(Point placement records)
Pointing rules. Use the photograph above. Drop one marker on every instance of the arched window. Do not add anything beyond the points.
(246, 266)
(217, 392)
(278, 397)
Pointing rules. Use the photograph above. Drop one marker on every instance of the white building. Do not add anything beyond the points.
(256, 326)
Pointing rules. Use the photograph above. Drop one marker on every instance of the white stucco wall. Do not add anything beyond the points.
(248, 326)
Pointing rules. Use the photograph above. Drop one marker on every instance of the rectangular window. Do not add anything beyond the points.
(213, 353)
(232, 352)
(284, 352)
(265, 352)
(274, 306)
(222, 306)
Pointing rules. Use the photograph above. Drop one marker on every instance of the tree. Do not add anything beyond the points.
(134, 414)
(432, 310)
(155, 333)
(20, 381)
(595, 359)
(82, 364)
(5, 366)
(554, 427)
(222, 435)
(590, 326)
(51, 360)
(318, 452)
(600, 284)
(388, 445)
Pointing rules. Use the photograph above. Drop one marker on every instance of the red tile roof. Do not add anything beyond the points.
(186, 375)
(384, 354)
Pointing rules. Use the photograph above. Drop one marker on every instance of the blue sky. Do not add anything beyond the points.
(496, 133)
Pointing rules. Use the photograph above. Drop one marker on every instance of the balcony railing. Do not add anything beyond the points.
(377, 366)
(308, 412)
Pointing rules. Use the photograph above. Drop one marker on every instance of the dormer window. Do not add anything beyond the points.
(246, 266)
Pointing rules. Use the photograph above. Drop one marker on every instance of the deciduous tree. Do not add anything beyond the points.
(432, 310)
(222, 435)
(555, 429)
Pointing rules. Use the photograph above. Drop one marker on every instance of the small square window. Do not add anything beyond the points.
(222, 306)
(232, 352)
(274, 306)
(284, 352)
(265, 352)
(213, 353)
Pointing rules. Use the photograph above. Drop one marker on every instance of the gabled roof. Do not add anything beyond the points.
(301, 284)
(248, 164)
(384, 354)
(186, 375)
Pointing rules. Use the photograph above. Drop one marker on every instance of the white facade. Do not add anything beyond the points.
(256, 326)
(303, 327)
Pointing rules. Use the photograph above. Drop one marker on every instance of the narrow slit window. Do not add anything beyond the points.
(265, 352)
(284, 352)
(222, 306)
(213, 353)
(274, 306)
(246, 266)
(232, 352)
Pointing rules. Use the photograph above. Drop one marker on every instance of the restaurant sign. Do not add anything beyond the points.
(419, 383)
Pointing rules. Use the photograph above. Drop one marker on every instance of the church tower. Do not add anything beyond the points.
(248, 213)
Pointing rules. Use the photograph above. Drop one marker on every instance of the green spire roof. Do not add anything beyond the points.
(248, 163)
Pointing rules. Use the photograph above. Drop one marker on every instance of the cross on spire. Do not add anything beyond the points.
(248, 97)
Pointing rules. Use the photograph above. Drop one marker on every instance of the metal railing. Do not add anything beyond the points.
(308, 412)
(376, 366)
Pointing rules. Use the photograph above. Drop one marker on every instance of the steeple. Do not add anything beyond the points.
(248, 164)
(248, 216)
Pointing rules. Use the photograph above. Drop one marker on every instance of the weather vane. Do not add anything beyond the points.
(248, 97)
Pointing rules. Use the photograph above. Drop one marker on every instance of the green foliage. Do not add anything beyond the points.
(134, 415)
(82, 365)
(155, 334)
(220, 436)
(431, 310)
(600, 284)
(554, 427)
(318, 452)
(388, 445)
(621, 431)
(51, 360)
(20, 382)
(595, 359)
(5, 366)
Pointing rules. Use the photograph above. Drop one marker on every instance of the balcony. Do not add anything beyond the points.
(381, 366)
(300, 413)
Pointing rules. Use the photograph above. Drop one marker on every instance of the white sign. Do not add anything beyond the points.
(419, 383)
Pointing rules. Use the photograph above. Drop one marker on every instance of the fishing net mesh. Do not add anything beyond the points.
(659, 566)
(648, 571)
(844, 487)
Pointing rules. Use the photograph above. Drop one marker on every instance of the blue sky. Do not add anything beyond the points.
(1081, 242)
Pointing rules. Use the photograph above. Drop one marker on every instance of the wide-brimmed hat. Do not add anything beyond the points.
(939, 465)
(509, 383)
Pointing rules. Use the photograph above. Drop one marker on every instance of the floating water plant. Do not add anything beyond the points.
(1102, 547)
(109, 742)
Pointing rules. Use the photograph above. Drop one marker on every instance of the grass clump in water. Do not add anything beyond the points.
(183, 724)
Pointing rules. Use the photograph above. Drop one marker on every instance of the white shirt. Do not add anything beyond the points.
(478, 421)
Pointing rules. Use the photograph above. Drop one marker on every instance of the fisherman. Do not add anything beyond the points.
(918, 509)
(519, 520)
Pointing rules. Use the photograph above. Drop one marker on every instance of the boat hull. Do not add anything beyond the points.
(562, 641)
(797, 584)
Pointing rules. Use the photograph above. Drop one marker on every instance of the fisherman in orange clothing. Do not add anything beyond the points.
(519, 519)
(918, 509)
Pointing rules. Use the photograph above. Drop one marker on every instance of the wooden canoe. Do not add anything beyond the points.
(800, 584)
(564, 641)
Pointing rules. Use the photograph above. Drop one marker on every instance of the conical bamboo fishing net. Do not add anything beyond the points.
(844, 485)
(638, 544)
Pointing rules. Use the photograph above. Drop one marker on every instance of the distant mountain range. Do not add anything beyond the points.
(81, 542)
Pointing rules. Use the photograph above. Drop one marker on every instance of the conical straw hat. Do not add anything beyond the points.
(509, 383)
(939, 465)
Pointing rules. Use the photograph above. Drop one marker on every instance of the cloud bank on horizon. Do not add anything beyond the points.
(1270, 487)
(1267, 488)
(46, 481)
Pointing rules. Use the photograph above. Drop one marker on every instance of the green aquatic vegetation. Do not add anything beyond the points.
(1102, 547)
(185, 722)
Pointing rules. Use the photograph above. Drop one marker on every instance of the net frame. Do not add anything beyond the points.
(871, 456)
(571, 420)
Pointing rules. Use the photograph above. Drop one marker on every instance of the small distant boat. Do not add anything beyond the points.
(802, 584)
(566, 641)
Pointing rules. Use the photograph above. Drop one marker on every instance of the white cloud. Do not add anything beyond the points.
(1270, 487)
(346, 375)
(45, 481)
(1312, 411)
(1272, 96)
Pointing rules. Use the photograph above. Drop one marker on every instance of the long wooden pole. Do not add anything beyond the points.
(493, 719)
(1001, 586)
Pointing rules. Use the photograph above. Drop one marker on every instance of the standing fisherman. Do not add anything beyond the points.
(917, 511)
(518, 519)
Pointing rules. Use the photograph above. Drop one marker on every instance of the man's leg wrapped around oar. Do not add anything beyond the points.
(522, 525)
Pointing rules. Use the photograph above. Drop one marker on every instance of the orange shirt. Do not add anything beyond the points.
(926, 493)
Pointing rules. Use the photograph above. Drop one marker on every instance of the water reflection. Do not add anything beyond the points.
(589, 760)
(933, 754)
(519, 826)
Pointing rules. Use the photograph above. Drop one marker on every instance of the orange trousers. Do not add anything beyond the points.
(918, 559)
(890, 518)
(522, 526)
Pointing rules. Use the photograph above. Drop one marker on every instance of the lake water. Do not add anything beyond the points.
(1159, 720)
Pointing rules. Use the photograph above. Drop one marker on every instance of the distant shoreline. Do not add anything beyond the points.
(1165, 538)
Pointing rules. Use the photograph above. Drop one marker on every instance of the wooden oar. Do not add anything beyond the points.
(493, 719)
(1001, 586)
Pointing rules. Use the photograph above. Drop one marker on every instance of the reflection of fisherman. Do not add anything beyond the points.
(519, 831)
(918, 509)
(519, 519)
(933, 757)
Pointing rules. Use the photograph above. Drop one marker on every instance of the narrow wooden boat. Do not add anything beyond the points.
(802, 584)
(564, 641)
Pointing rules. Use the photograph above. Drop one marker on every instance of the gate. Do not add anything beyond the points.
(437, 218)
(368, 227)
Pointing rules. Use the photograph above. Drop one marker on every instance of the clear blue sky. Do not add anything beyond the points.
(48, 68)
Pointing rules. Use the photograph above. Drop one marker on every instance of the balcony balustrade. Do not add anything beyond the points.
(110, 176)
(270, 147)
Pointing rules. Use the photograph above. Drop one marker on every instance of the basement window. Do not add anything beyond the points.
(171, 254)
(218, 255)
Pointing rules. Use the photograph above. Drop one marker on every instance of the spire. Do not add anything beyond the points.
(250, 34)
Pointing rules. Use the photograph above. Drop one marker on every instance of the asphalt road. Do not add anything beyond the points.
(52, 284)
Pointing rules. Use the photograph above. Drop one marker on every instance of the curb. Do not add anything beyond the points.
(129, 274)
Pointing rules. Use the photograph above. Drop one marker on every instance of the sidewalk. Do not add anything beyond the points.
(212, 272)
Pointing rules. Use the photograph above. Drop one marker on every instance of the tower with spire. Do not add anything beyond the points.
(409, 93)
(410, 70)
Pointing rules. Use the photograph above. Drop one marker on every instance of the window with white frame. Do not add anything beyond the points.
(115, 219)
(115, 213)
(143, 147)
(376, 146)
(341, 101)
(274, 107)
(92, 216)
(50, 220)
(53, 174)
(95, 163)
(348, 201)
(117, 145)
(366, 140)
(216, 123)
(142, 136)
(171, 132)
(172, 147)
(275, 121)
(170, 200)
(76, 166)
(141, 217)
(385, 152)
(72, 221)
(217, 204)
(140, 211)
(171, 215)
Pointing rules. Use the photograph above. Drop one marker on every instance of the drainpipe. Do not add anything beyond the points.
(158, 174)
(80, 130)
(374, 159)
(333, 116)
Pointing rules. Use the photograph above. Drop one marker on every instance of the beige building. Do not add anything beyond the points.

▸ **What the task asks**:
Copy the lines between the one containing "reflection. Do not add anything beyond the points." and the one containing "(1165, 538)", inclusive, without changing anything.

▸ **Result of this exercise**:
Pointing rules. Use the photograph above. Drop one marker on every instance of the water reflection. Do not add anything beyond the points.
(589, 760)
(933, 754)
(519, 826)
Pointing rules. Use the photograph above. Drop one marker on every instance of the orange trousers. Do not add anything beyond the points.
(918, 559)
(890, 518)
(522, 526)
Pointing rules. Use the photograph above. Drop one marker on every instance of the lake water. Do not add anything beyond the points.
(1159, 720)
Pointing rules. Use the photograph above. Drop one marker on every instance of the distant shoreline. Do not add anything beyond the points.
(1165, 538)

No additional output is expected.